(Dataset entries)
▼

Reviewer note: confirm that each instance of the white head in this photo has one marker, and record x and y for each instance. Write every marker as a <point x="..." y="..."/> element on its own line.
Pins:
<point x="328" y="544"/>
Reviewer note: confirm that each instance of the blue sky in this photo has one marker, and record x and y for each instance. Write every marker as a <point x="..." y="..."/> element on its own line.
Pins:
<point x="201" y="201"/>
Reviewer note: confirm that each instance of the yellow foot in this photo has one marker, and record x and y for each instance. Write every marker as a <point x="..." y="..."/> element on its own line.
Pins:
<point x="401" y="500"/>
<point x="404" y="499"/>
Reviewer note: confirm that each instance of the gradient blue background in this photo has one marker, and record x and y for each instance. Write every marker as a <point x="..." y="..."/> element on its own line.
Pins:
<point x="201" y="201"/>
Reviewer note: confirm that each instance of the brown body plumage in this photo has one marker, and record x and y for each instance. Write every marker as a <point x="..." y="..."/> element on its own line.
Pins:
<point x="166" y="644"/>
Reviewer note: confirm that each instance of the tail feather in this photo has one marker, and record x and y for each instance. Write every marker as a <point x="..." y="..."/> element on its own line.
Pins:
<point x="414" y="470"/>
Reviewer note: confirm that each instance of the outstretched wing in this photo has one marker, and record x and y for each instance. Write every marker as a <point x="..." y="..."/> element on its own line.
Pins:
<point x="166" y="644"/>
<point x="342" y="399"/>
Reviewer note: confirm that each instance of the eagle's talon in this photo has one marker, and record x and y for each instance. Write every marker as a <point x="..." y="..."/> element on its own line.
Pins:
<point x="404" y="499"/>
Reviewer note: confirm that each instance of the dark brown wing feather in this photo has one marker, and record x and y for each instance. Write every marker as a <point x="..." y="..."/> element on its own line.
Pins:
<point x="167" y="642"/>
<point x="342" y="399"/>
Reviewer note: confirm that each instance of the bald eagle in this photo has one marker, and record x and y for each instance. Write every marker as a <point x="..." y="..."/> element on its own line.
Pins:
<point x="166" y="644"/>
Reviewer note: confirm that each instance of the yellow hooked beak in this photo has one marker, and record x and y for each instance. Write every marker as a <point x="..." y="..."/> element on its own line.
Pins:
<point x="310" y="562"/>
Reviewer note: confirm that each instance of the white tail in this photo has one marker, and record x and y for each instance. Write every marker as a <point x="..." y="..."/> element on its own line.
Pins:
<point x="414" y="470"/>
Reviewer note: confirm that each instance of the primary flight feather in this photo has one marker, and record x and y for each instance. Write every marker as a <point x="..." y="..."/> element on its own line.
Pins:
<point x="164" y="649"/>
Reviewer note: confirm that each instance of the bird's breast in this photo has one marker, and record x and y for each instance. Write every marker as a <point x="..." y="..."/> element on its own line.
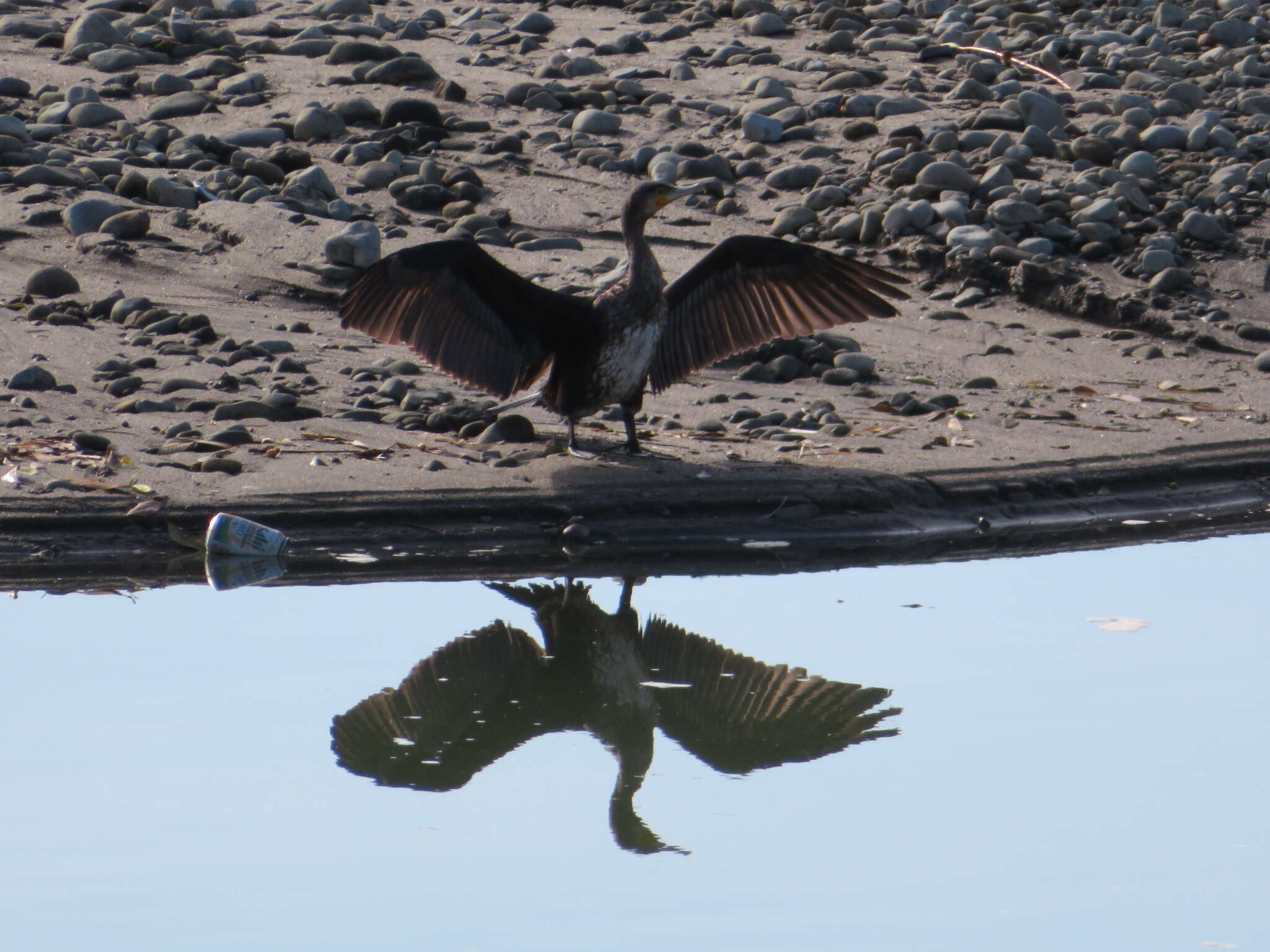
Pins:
<point x="624" y="358"/>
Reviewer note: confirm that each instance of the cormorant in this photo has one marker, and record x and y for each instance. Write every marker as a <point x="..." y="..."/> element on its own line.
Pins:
<point x="491" y="691"/>
<point x="464" y="312"/>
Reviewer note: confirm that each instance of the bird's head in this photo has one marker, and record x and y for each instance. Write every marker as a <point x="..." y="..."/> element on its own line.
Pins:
<point x="651" y="197"/>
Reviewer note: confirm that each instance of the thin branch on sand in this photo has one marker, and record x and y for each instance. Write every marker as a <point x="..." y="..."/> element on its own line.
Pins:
<point x="1009" y="60"/>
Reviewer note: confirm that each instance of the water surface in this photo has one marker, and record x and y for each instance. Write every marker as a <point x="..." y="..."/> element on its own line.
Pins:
<point x="171" y="782"/>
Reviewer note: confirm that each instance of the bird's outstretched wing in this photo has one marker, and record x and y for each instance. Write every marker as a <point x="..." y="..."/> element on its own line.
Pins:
<point x="750" y="289"/>
<point x="459" y="711"/>
<point x="464" y="312"/>
<point x="742" y="715"/>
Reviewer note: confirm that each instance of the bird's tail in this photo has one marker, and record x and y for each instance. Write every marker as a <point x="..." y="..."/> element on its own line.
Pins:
<point x="518" y="402"/>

▲

**Description of the task:** Reproduce each entry word for word and cut the images.

**Response area:**
Reviewer note: confirm that each instance of the white head in this photo has one marker, and record x and y for each instance. Write every marker as a <point x="..." y="..."/> element on its own line.
Pins:
<point x="328" y="544"/>
Reviewer note: confirm that each instance of the blue sky in this photo has one marker, and record x and y for each instance. Write every marker as a <point x="..." y="..."/> element on its own line.
Pins:
<point x="201" y="201"/>
Reviewer note: confirm that each instance of the yellow foot in this photo has one marker, and record x and y for each instance. Write every marker as a <point x="..." y="..."/> element on its own line.
Pins:
<point x="401" y="500"/>
<point x="404" y="499"/>
Reviewer note: confirm that each instance of the gradient blue background in this photo has one marker, and record x and y for each instance. Write every marker as a <point x="..." y="..."/> element on its own line.
Pins:
<point x="201" y="201"/>
Reviewer note: confirm that each instance of the brown body plumage in this photo has one marker, and record x and y for each instance. Write every marker as a <point x="..." y="..."/> element on its own line.
Pins:
<point x="166" y="644"/>
Reviewer note: confirm that each instance of the tail feather in this photo has one marker, and record x and y for each instance. Write every marker as a <point x="..." y="..."/> element on its own line.
Pins:
<point x="414" y="470"/>
Reviewer note: confirm that each instance of the outstretched wing in this photo has one marker, and record x and y for each instance. Write every marker as a <point x="..." y="..."/> element on its own line.
Pins:
<point x="166" y="644"/>
<point x="342" y="399"/>
Reviewer note: confirm that each instance of the eagle's talon in this photo has one marker, and record x and y for each instance. Write every marker as a <point x="..." y="..."/> element on its own line.
Pins:
<point x="404" y="499"/>
Reviewer note: confirm that each instance of the dark brown wing feather in this photo has one marker, and record x and y for each instance. Write every marker as a <point x="..." y="..."/> element on its own line.
Pins:
<point x="167" y="642"/>
<point x="342" y="399"/>
Reviewer note: confirm that each instance of the bald eagle in this photo has one marker, and record x and y for each instance. Write every marker as a <point x="..." y="..."/> element on its own line.
Pins:
<point x="166" y="644"/>
Reviewer note: confirm that each instance of the yellow hooked beak in this photo has one marker, and record x and y for each instance. Write every marker as a <point x="..." y="..."/> element on its own line.
Pins:
<point x="310" y="562"/>
Reviewer note: confirm that each instance of the white tail in this photo has one marker, and record x and y for each instance. Write every marker as a <point x="..." y="..."/> element on its own line.
Pins:
<point x="414" y="470"/>
Reviewer note: confirm that each instance of the primary flight feather in this photo has one marker, and record x and y for each instance. Write every marker as a <point x="..." y="..."/> element on its own line.
Pins:
<point x="164" y="649"/>
Reviewer note: confirm that each instance of the bird's breast in this photo has one marker, and record x and y for each instance. Write every marker as a <point x="..." y="..."/> element on its own line.
Pins:
<point x="624" y="358"/>
Reviewer note: confirm that each instance of the cormorant in this photo has one marker, and record x and y for each instance. Write every marker as a <point x="..." y="..."/> element on its own line.
Pins:
<point x="491" y="691"/>
<point x="464" y="312"/>
Reviewer note: confirm that each instance of the bird's head in this photo has one marker, and record x and y for each instance. Write every marker as a <point x="..." y="..."/> element on its own line.
Pins:
<point x="651" y="197"/>
Reviewer note: confirm that each instance of the thin branch on sand in this photo has one marker, and record x and y for each instance. Write every marker as a <point x="..." y="..."/> element on its own line.
Pins:
<point x="1009" y="60"/>
Reviewer note: confirm that each instance of the water surface in this photo has one marker, and record x and y for each instance. Write every marker as a <point x="..." y="..."/> element on its own line.
Pins:
<point x="171" y="782"/>
Reviewer note: confirm that each instance of the bird's outstretched wing in this photo has one marker, and record x and y for each instance. Write every marker as a <point x="..." y="..."/> element on its own line.
Pins:
<point x="750" y="289"/>
<point x="459" y="711"/>
<point x="464" y="312"/>
<point x="742" y="715"/>
Reviewer note: confirm that each instance of the bird's tail in this photo has one marker, and record x and y for each instance. Write every marker as a <point x="..." y="..."/> element on its own line.
Pins:
<point x="518" y="402"/>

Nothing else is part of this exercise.